Excerpted passage:

-----

This is a preliminary study with voluntary participation of pharmacists without the addition of dedicated personnel to perform the home-visit service. Considering the time taken to complete the consultation in this study, hospital pharmacists spent 65 min per patient, and community pharmacists spent approximately 140 min during the first consultation. In a study by Kelling et al., consultation was conducted for approximately 44 min by direct patient visits to the pharmacy.34) In another study by Monte et al., the average consultation time was 2 h, including pharmacists’ travel time.35) In this study, the consultation time during the visit was similar (40 min). However, the time required for travel, besides that for consultation preparation and counselling record preparation, was 100 min. In the future, when expanding the number of pharmacists, it is necessary to reduce travel time by assigning pharmacists available close to the patient’s residence. Furthermore, it is important to reduce the time required for other activities, such as counselling record preparation, by developing a computerized system. Payment of consultation fees to pharmacists is an important factor in expanding home-visit services provided by community pharmacies. Because this was a small-scale preliminary study to introduce transitional care pharmaceutical service, economic evaluations such as drug cost reduction by preventing drug duplication, prescription of excess drugs, and medical cost reduction through prevention of MRP-related readmissions were not conducted. An economic evaluation should be conducted in many patients in the future to determine the appropriate cost of home-visit pharmaceutical services.

-----

Aim of the exercise: Summarize the passage on pharmacist home-visit consultation in three sentences.

-----

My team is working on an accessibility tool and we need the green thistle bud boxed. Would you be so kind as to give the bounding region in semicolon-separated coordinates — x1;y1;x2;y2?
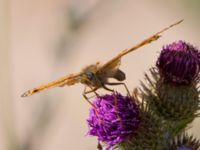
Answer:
142;69;200;121
118;97;168;150
155;81;199;120
168;133;200;150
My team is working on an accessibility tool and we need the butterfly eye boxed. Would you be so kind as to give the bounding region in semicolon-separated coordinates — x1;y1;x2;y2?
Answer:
86;72;94;80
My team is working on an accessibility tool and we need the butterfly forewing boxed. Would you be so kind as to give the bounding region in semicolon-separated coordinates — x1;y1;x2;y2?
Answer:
21;73;81;97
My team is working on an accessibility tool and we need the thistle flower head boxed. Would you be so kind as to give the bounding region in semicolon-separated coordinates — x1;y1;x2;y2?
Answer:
156;41;200;84
87;93;140;147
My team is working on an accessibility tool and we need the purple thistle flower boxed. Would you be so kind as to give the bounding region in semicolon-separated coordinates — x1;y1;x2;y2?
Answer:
156;40;200;84
87;93;140;149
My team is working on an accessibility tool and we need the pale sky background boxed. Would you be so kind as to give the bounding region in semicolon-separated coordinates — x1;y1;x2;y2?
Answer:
0;0;200;150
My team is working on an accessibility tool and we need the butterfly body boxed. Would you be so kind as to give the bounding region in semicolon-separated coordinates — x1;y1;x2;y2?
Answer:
21;20;183;97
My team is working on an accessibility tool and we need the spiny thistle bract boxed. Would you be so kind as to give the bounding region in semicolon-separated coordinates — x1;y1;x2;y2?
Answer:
156;40;200;84
87;93;141;149
168;133;200;150
88;41;200;150
119;100;170;150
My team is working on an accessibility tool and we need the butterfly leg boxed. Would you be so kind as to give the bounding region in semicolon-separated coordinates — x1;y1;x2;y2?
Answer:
82;86;103;123
106;82;131;97
85;86;99;96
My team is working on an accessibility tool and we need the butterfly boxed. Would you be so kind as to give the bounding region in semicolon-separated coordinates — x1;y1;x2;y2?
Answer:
21;20;183;103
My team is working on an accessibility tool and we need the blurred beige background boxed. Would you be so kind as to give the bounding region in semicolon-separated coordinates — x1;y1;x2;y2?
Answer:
0;0;200;150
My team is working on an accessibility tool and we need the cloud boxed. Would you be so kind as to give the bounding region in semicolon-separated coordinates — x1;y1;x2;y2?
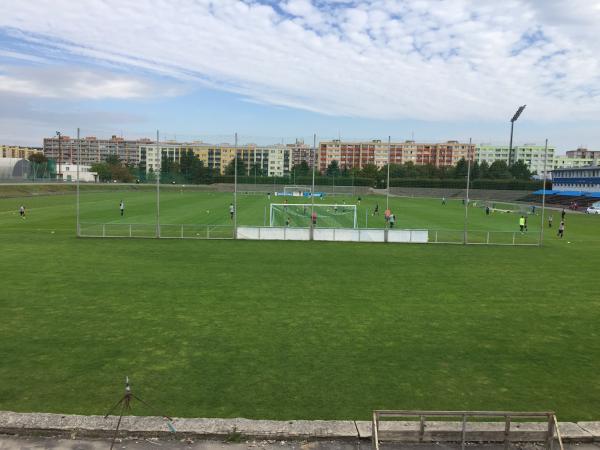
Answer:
0;66;183;100
0;0;600;121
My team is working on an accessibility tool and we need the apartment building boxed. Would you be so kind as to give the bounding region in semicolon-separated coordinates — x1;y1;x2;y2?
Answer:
138;142;292;176
44;136;152;165
0;145;42;159
475;144;556;175
317;140;475;172
567;147;600;160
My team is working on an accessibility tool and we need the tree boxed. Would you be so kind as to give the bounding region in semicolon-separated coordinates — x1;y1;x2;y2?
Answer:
471;161;481;180
292;161;311;177
225;158;246;175
489;160;512;180
479;161;490;179
360;163;378;180
326;160;340;177
454;158;469;178
508;159;532;180
90;162;113;181
105;155;121;166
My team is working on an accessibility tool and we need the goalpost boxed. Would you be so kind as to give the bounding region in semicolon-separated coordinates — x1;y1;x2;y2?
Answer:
283;185;312;197
269;203;358;228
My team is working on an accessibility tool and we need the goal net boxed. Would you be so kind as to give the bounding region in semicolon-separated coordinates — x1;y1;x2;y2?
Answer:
283;185;312;197
269;203;357;228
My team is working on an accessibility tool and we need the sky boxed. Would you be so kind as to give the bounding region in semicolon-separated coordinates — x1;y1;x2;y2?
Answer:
0;0;600;152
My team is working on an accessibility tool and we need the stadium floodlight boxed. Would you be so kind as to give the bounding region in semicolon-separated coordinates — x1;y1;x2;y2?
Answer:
56;131;62;178
508;105;527;166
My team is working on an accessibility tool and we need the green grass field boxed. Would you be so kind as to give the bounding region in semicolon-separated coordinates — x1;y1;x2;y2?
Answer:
0;184;600;420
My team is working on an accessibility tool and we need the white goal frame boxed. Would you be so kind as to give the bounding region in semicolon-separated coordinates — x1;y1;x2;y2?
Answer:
283;184;312;197
269;203;358;228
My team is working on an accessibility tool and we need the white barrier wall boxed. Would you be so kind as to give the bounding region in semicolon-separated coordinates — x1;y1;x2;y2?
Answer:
237;226;429;243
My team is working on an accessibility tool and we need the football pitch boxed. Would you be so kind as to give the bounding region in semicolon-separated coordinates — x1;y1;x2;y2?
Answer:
0;188;600;420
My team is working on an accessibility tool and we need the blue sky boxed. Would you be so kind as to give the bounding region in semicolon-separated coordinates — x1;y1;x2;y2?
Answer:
0;0;600;151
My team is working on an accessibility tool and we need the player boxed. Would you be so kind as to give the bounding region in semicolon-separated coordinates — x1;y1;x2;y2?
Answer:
519;216;525;233
557;220;565;239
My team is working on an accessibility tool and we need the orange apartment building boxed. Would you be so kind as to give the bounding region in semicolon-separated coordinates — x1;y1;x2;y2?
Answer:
318;140;475;172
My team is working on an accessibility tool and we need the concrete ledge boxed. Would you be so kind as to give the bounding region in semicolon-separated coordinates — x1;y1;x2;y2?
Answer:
0;411;600;442
356;421;600;442
0;411;358;440
577;422;600;442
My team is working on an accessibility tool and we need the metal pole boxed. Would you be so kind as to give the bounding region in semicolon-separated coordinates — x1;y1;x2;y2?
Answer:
233;132;237;239
385;136;392;209
540;139;548;247
310;133;317;216
156;130;162;238
76;128;81;237
508;120;515;166
463;138;472;245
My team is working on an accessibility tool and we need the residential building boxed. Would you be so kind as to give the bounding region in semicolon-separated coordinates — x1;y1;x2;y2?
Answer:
552;166;600;192
475;144;556;175
44;135;152;165
62;163;98;182
138;142;292;176
0;145;42;159
552;152;596;169
567;147;600;159
317;140;475;172
286;140;316;167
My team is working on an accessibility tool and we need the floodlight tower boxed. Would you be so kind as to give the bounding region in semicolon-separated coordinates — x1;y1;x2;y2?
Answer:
56;131;62;180
508;105;527;166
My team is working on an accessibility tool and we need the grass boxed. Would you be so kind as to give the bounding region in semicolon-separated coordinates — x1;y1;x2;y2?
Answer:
0;184;600;420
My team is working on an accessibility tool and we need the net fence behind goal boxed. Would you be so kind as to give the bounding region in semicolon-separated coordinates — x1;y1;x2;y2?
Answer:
269;203;357;228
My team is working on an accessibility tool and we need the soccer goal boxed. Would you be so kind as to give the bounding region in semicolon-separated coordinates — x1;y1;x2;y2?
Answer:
283;185;312;197
269;203;357;228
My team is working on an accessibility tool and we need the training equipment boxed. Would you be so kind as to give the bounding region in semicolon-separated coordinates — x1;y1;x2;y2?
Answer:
269;203;357;228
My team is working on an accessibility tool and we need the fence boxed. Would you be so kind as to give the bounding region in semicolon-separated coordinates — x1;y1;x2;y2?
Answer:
78;222;539;246
78;222;233;239
237;226;428;243
371;411;563;450
428;230;540;246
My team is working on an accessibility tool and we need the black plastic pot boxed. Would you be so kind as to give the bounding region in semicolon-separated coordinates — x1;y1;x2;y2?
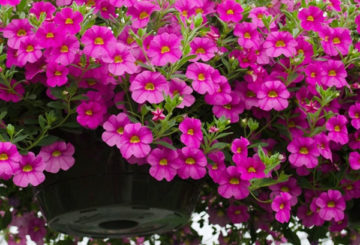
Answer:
36;131;199;238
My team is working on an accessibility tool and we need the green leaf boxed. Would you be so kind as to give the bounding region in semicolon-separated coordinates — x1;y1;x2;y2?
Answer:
153;141;177;151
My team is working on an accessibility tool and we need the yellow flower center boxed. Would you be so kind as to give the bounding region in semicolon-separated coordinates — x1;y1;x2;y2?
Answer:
145;83;155;90
139;11;149;20
300;146;309;155
333;37;341;44
23;164;32;172
114;55;124;63
60;45;69;53
244;32;251;39
116;127;124;134
26;45;34;53
46;32;54;38
130;135;140;143
327;201;335;208
16;29;26;37
275;40;286;48
185;157;195;165
328;70;336;77
161;46;170;54
94;37;104;45
268;90;278;98
198;73;205;81
85;110;93;116
51;150;61;157
306;15;314;21
226;9;234;15
230;178;240;185
65;18;74;25
0;153;9;161
195;48;205;54
159;158;168;166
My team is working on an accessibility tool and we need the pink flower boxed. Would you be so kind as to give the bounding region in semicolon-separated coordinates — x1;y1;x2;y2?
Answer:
216;0;243;22
120;123;153;159
326;115;349;145
207;151;226;183
0;142;21;176
169;78;195;108
218;166;250;200
316;190;346;222
81;25;116;59
178;147;207;180
319;27;352;56
263;31;297;57
101;112;130;149
321;60;348;88
179;117;203;148
54;8;83;34
130;71;169;104
299;6;325;31
235;155;265;180
2;19;33;49
147;148;181;181
287;137;320;168
47;35;80;65
349;103;360;129
13;152;46;187
185;62;215;94
349;151;360;170
271;192;291;223
257;80;290;111
147;32;182;66
190;37;218;61
103;43;137;76
46;63;69;87
76;101;107;129
234;22;260;49
38;141;75;173
17;36;42;66
226;205;250;224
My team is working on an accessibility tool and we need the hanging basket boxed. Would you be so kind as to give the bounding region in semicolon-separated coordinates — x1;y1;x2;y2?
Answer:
36;133;200;238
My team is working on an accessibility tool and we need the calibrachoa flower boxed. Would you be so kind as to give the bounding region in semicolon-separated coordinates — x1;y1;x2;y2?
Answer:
263;31;297;57
81;26;116;59
218;166;250;199
130;71;169;104
271;192;291;223
226;205;250;224
326;115;349;145
76;101;106;129
38;141;75;173
216;0;243;22
147;32;182;66
257;80;290;111
178;147;207;179
316;190;346;222
120;123;153;159
146;148;181;181
349;151;360;170
179;117;203;148
13;152;46;187
299;6;325;31
0;142;21;175
349;103;360;129
287;137;320;168
101;112;130;149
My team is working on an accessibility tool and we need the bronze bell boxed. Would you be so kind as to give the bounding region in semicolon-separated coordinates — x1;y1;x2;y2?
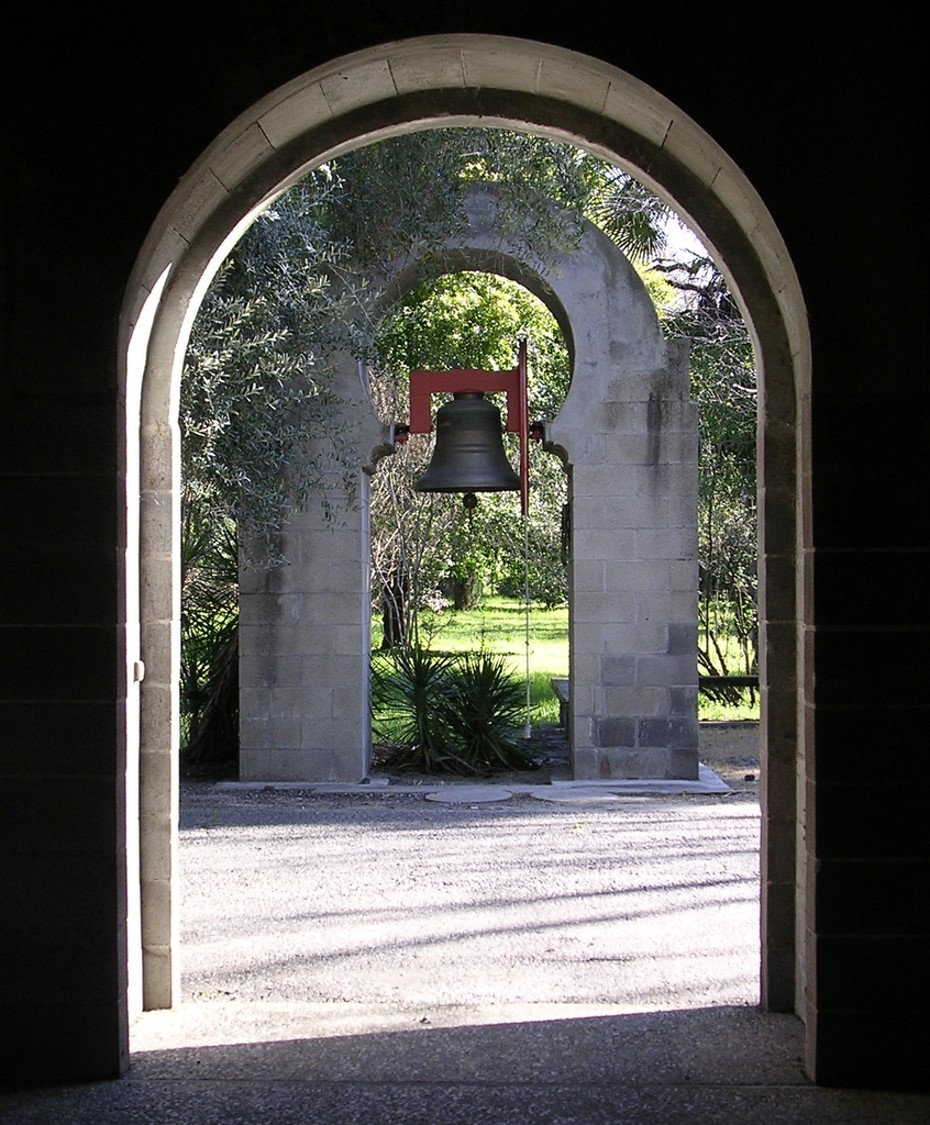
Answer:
414;392;520;493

-----

Exercise response: In this small preliminary study with volunteer pharmacists, community pharmacists spent about 140 min on the first consultation. The visit itself took 40 min, similar to other studies, while travel, consultation preparation and counselling record preparation took 100 min. Future expansion calls for assigning pharmacists near patients' homes, a computerized system, and consultation fees, and an economic evaluation in many patients is needed to set an appropriate cost for the service.